═════ INFORMATION PROVIDED ═════

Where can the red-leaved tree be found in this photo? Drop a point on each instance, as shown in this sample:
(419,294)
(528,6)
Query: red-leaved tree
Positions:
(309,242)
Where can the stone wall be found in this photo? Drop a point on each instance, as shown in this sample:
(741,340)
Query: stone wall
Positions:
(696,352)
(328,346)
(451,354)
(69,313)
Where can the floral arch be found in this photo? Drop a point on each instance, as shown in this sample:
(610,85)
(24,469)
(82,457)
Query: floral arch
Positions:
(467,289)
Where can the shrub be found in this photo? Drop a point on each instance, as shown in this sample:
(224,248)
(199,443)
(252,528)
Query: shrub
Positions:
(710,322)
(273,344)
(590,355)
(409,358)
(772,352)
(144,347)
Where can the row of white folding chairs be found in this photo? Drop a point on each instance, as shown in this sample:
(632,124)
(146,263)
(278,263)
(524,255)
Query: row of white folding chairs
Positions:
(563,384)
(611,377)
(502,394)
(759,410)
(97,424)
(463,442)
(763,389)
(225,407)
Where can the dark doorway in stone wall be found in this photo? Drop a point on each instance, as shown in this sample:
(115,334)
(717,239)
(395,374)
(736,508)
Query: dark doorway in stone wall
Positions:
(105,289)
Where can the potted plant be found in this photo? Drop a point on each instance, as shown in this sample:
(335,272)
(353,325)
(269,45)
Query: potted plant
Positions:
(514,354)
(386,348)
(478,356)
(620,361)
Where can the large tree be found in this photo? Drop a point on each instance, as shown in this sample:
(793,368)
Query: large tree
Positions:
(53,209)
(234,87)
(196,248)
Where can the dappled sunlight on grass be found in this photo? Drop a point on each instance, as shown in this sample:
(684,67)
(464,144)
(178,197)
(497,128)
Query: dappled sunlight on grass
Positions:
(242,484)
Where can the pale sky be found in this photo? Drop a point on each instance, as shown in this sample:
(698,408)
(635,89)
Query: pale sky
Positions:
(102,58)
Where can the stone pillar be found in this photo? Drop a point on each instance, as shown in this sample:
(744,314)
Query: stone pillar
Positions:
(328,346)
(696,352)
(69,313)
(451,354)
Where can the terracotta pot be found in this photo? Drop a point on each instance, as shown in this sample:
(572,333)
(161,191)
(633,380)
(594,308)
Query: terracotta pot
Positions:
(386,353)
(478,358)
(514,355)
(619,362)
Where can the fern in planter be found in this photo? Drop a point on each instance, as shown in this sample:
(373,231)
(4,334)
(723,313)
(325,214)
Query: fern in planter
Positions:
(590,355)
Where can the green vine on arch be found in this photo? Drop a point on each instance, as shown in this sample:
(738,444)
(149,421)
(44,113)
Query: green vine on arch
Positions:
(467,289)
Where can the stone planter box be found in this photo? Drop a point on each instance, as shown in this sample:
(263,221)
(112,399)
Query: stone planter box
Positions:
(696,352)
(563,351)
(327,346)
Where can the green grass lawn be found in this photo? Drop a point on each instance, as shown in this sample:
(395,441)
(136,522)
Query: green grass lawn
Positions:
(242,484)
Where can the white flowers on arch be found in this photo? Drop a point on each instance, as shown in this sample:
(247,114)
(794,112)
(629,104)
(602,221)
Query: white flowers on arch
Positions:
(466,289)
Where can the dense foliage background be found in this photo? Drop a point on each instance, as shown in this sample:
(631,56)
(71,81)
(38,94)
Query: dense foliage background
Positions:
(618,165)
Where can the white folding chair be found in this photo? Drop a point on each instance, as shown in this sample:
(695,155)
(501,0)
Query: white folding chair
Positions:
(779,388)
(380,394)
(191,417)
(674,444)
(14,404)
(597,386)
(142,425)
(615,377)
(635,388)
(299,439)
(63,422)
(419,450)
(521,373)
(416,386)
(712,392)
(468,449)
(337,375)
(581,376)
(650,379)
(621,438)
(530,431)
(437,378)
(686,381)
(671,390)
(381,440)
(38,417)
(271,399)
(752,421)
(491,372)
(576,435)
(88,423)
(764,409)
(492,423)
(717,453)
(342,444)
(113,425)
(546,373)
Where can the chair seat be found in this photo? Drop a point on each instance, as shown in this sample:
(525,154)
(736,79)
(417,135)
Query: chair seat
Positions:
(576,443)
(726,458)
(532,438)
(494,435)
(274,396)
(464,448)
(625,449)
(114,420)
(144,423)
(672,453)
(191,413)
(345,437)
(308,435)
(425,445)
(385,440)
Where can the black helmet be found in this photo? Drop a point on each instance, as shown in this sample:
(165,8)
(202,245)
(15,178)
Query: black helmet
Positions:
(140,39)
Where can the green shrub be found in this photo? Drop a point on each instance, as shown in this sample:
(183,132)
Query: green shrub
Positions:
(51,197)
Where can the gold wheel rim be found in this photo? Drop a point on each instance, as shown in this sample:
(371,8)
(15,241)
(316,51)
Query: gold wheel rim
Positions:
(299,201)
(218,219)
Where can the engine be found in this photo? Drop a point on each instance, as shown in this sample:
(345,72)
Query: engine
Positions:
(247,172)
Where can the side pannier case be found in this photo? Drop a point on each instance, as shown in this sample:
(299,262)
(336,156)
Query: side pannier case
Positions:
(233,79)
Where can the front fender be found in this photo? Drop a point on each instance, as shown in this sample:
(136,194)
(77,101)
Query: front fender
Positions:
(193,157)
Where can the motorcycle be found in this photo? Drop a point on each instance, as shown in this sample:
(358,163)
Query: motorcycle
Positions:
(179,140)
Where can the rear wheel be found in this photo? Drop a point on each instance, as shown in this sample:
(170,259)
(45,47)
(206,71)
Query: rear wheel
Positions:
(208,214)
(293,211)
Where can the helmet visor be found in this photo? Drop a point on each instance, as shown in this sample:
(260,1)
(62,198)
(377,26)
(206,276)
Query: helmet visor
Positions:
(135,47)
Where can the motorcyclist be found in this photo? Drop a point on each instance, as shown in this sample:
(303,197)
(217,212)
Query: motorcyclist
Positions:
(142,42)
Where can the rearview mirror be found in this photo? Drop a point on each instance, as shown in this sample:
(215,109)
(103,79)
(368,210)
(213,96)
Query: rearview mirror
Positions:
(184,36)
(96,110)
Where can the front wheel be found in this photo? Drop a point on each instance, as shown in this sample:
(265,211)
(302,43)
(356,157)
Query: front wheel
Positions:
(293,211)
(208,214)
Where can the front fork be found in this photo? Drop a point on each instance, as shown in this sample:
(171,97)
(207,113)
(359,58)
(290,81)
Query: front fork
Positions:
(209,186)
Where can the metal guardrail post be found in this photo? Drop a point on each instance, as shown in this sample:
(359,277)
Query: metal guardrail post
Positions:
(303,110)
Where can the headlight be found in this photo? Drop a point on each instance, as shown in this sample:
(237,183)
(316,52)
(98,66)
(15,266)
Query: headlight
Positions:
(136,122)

═════

§ REQUIRED TASK
Starting from the line containing "Where can the motorcycle" and ending with the final line of the data, reproduce each line exactly as it appears, including no other lines.

§ ANSWER TO THIS EXERCISE
Where can the motorcycle be found in this photo? Drop a point on each instance, as shown in this sample:
(358,163)
Query: motorcycle
Positions:
(179,140)
Where can the rear wheel be found in this photo? Drop a point on each instance, as shown in this sample:
(170,259)
(45,47)
(206,71)
Query: rear wheel
Positions:
(208,214)
(293,211)
Where can the helmet visor be found in this photo? Drop a point on each instance, as shown in this sample:
(260,1)
(62,198)
(377,26)
(206,276)
Query: helmet visor
Positions:
(135,47)
Where can the motorcyclist be found in this photo? Drop a point on each instance, as shown in this sample:
(303,197)
(217,212)
Query: motorcyclist
Positions:
(142,42)
Where can the rearview mirror be found in this photo? Drop a point on each instance, as shown in this sample:
(215,109)
(103,79)
(368,210)
(213,96)
Query: rearview mirror
Positions:
(184,36)
(96,110)
Where can the front wheel be found in this photo? Drop a point on each instance, as shown in this sample:
(265,211)
(302,43)
(356,157)
Query: front wheel
Positions:
(293,211)
(208,214)
Where can the front fork be found in this photo? Drop a point on each instance, as shown in this sample:
(171,97)
(207,113)
(359,58)
(290,81)
Query: front fork
Positions:
(209,186)
Where can the metal guardrail post be found in this photo? Drop a point on each instance, as shown in this sample:
(359,277)
Query: metal guardrail post
Positions:
(303,110)
Where can the headlight be found in this photo? Drop a point on each instance, as shown in this sample:
(237,183)
(316,52)
(98,66)
(15,266)
Query: headlight
Positions:
(136,122)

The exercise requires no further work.